* _Stated problem_
Select every line of the records below that holds the string "granite", and copy each one. Case counts.

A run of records
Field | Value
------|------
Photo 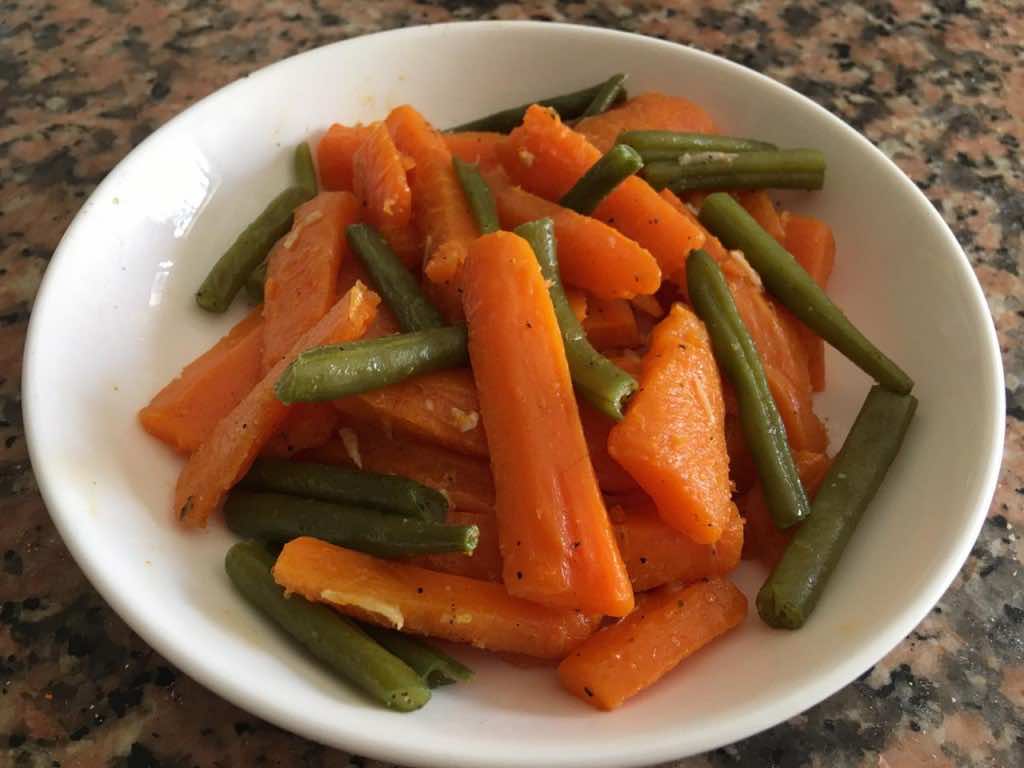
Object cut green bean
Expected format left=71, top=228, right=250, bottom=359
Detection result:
left=515, top=219, right=638, bottom=421
left=642, top=150, right=825, bottom=191
left=224, top=490, right=479, bottom=557
left=274, top=326, right=469, bottom=403
left=686, top=250, right=810, bottom=528
left=580, top=73, right=626, bottom=119
left=293, top=141, right=319, bottom=198
left=239, top=459, right=449, bottom=522
left=452, top=158, right=502, bottom=234
left=700, top=193, right=913, bottom=394
left=224, top=542, right=430, bottom=712
left=196, top=186, right=312, bottom=312
left=450, top=75, right=626, bottom=133
left=345, top=224, right=444, bottom=331
left=757, top=386, right=918, bottom=630
left=362, top=624, right=473, bottom=688
left=558, top=144, right=643, bottom=216
left=616, top=131, right=778, bottom=157
left=246, top=259, right=266, bottom=304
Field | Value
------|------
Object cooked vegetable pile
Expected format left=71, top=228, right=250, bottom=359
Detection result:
left=139, top=75, right=916, bottom=711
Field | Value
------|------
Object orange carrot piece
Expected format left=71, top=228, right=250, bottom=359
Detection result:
left=485, top=166, right=662, bottom=299
left=352, top=123, right=420, bottom=267
left=316, top=123, right=370, bottom=191
left=138, top=308, right=263, bottom=454
left=737, top=451, right=831, bottom=569
left=273, top=538, right=592, bottom=658
left=174, top=285, right=380, bottom=527
left=608, top=304, right=731, bottom=544
left=262, top=191, right=359, bottom=373
left=444, top=131, right=505, bottom=171
left=575, top=93, right=717, bottom=152
left=387, top=106, right=478, bottom=321
left=583, top=297, right=643, bottom=350
left=558, top=579, right=746, bottom=710
left=463, top=232, right=633, bottom=616
left=335, top=369, right=487, bottom=457
left=498, top=104, right=705, bottom=279
left=611, top=499, right=743, bottom=592
left=782, top=213, right=836, bottom=392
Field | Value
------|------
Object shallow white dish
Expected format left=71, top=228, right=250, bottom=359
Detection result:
left=24, top=23, right=1004, bottom=768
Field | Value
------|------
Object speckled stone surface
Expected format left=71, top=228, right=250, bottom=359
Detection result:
left=0, top=0, right=1024, bottom=768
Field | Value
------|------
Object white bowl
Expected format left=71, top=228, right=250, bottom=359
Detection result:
left=25, top=23, right=1004, bottom=768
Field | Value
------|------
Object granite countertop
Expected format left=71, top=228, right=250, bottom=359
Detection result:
left=0, top=0, right=1024, bottom=768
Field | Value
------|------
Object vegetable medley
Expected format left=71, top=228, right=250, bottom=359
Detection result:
left=139, top=75, right=916, bottom=711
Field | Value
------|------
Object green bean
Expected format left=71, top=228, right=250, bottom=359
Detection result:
left=239, top=459, right=449, bottom=522
left=293, top=141, right=319, bottom=198
left=196, top=186, right=312, bottom=312
left=580, top=73, right=626, bottom=120
left=700, top=193, right=913, bottom=394
left=224, top=542, right=430, bottom=712
left=450, top=76, right=626, bottom=133
left=224, top=490, right=479, bottom=557
left=686, top=250, right=810, bottom=528
left=757, top=386, right=918, bottom=630
left=559, top=144, right=643, bottom=216
left=452, top=158, right=502, bottom=234
left=274, top=326, right=469, bottom=403
left=515, top=219, right=637, bottom=421
left=345, top=224, right=444, bottom=331
left=246, top=259, right=266, bottom=304
left=643, top=150, right=825, bottom=191
left=616, top=131, right=778, bottom=163
left=362, top=624, right=473, bottom=688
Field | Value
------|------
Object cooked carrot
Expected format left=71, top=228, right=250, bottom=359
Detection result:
left=138, top=308, right=263, bottom=454
left=737, top=451, right=831, bottom=569
left=444, top=131, right=505, bottom=171
left=174, top=284, right=380, bottom=527
left=610, top=497, right=743, bottom=592
left=273, top=538, right=592, bottom=658
left=263, top=191, right=359, bottom=373
left=498, top=104, right=705, bottom=279
left=558, top=579, right=746, bottom=710
left=485, top=167, right=662, bottom=299
left=302, top=426, right=495, bottom=515
left=335, top=369, right=487, bottom=457
left=316, top=123, right=370, bottom=191
left=261, top=402, right=341, bottom=459
left=387, top=106, right=477, bottom=321
left=608, top=304, right=732, bottom=544
left=463, top=232, right=633, bottom=616
left=575, top=93, right=717, bottom=152
left=583, top=297, right=643, bottom=350
left=352, top=123, right=420, bottom=268
left=782, top=213, right=836, bottom=392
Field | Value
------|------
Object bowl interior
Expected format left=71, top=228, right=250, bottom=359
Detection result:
left=25, top=23, right=1002, bottom=766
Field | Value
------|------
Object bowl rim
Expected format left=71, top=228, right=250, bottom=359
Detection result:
left=22, top=20, right=1006, bottom=768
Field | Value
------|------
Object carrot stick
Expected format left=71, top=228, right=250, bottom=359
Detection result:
left=138, top=308, right=263, bottom=454
left=463, top=232, right=633, bottom=615
left=316, top=123, right=369, bottom=191
left=485, top=166, right=662, bottom=299
left=498, top=104, right=705, bottom=279
left=273, top=538, right=592, bottom=658
left=174, top=284, right=380, bottom=527
left=608, top=304, right=731, bottom=544
left=352, top=123, right=420, bottom=268
left=558, top=579, right=746, bottom=710
left=575, top=93, right=717, bottom=152
left=262, top=191, right=359, bottom=373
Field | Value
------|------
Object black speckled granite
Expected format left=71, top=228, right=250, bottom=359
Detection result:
left=0, top=0, right=1024, bottom=768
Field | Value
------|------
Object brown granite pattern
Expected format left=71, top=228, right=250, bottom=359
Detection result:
left=0, top=0, right=1024, bottom=768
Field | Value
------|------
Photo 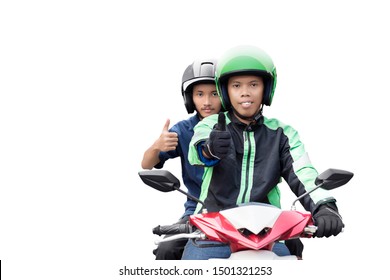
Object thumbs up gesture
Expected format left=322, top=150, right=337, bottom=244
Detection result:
left=203, top=112, right=232, bottom=159
left=155, top=119, right=179, bottom=152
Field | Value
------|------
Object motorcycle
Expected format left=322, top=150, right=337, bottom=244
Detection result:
left=138, top=169, right=353, bottom=260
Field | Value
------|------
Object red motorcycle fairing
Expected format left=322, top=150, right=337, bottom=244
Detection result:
left=190, top=203, right=312, bottom=252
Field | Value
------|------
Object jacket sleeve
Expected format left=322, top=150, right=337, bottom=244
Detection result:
left=188, top=115, right=218, bottom=166
left=281, top=122, right=335, bottom=212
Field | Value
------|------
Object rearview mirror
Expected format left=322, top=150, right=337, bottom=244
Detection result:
left=315, top=168, right=353, bottom=190
left=138, top=170, right=180, bottom=192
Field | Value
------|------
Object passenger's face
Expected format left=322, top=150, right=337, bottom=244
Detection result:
left=192, top=84, right=221, bottom=119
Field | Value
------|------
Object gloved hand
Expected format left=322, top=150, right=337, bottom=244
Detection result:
left=313, top=203, right=344, bottom=237
left=203, top=112, right=232, bottom=159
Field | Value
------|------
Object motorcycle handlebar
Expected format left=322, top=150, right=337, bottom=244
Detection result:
left=153, top=223, right=191, bottom=236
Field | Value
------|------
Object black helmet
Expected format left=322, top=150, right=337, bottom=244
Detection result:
left=181, top=59, right=216, bottom=114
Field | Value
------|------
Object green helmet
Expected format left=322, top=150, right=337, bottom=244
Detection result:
left=215, top=46, right=276, bottom=110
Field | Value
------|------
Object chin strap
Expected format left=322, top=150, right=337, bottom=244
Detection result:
left=232, top=104, right=263, bottom=123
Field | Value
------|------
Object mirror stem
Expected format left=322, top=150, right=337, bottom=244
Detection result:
left=173, top=187, right=206, bottom=208
left=291, top=182, right=325, bottom=211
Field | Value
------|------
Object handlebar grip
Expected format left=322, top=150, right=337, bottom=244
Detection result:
left=153, top=223, right=191, bottom=236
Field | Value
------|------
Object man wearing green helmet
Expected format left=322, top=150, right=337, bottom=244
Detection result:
left=183, top=46, right=344, bottom=259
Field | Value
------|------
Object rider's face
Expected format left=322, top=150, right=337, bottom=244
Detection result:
left=192, top=84, right=221, bottom=119
left=227, top=75, right=264, bottom=123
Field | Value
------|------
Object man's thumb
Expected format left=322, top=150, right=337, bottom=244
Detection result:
left=215, top=112, right=226, bottom=131
left=163, top=119, right=171, bottom=131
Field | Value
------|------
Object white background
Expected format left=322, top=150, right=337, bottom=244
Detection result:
left=0, top=0, right=390, bottom=279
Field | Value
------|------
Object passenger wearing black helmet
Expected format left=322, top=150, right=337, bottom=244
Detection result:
left=141, top=60, right=221, bottom=260
left=183, top=46, right=344, bottom=259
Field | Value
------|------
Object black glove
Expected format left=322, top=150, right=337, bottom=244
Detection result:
left=203, top=112, right=232, bottom=159
left=284, top=238, right=304, bottom=259
left=313, top=203, right=344, bottom=237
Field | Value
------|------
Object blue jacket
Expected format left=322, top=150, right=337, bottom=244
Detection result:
left=155, top=114, right=203, bottom=216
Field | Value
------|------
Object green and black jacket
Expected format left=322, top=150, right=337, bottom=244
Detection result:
left=188, top=112, right=335, bottom=213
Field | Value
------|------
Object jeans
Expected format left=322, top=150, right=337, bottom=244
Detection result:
left=182, top=239, right=290, bottom=260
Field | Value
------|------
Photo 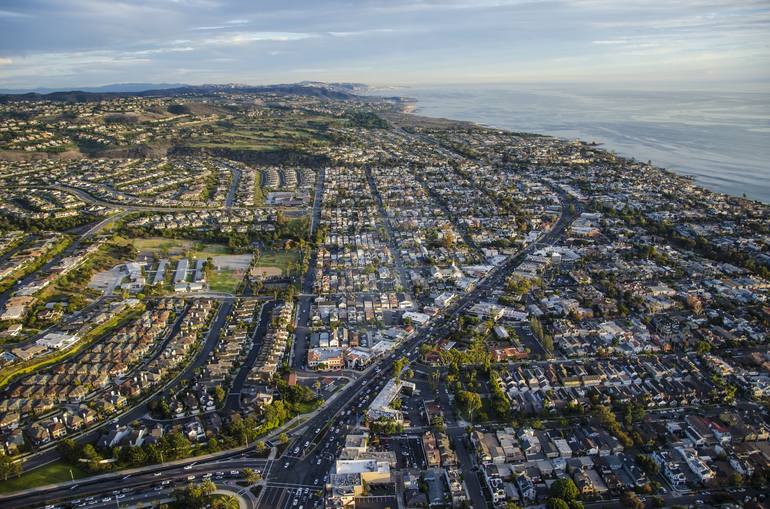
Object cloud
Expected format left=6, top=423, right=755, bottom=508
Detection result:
left=0, top=10, right=32, bottom=18
left=327, top=28, right=396, bottom=37
left=591, top=39, right=628, bottom=45
left=201, top=32, right=317, bottom=46
left=133, top=46, right=195, bottom=55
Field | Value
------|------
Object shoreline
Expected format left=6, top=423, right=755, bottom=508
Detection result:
left=392, top=96, right=770, bottom=206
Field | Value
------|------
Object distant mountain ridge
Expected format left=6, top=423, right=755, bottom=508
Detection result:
left=0, top=83, right=190, bottom=95
left=0, top=81, right=376, bottom=102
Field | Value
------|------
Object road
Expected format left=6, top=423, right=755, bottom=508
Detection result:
left=225, top=166, right=241, bottom=208
left=0, top=174, right=574, bottom=508
left=289, top=168, right=326, bottom=369
left=255, top=200, right=575, bottom=508
left=225, top=301, right=275, bottom=414
left=0, top=212, right=125, bottom=322
left=13, top=301, right=233, bottom=471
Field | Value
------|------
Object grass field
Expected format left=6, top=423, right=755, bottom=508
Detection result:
left=209, top=270, right=243, bottom=293
left=255, top=251, right=300, bottom=274
left=132, top=237, right=230, bottom=259
left=0, top=461, right=90, bottom=493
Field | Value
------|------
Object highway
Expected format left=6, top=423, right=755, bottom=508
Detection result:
left=260, top=199, right=579, bottom=509
left=225, top=301, right=275, bottom=414
left=0, top=177, right=568, bottom=509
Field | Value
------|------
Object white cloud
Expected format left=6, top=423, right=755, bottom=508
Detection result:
left=133, top=46, right=195, bottom=55
left=202, top=32, right=317, bottom=46
left=0, top=10, right=32, bottom=18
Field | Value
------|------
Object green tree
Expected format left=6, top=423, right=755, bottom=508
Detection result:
left=175, top=481, right=217, bottom=509
left=393, top=357, right=409, bottom=381
left=550, top=477, right=580, bottom=502
left=254, top=440, right=267, bottom=454
left=241, top=467, right=262, bottom=484
left=545, top=497, right=569, bottom=509
left=214, top=385, right=227, bottom=406
left=457, top=391, right=482, bottom=422
left=211, top=495, right=240, bottom=509
left=620, top=491, right=644, bottom=509
left=0, top=452, right=21, bottom=481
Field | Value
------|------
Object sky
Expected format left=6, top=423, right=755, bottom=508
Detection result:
left=0, top=0, right=770, bottom=91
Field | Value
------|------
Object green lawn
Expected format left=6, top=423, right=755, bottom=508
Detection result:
left=0, top=461, right=87, bottom=493
left=132, top=237, right=230, bottom=259
left=255, top=251, right=300, bottom=274
left=208, top=270, right=242, bottom=293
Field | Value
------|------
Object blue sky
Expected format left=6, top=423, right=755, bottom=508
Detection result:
left=0, top=0, right=770, bottom=90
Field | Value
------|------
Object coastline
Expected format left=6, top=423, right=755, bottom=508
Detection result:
left=384, top=101, right=770, bottom=207
left=376, top=87, right=770, bottom=205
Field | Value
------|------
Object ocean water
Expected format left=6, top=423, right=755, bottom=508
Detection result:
left=373, top=85, right=770, bottom=203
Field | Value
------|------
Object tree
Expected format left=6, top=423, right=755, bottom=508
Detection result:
left=214, top=385, right=227, bottom=406
left=545, top=497, right=569, bottom=509
left=620, top=491, right=644, bottom=509
left=457, top=391, right=482, bottom=422
left=56, top=438, right=80, bottom=463
left=211, top=495, right=240, bottom=509
left=550, top=477, right=580, bottom=502
left=393, top=357, right=408, bottom=382
left=176, top=481, right=217, bottom=509
left=0, top=452, right=21, bottom=481
left=241, top=467, right=262, bottom=484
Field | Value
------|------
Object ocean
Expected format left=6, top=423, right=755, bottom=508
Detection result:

* _Output for this task_
Object granite countertop
Object black speckled granite
Object brown granite pattern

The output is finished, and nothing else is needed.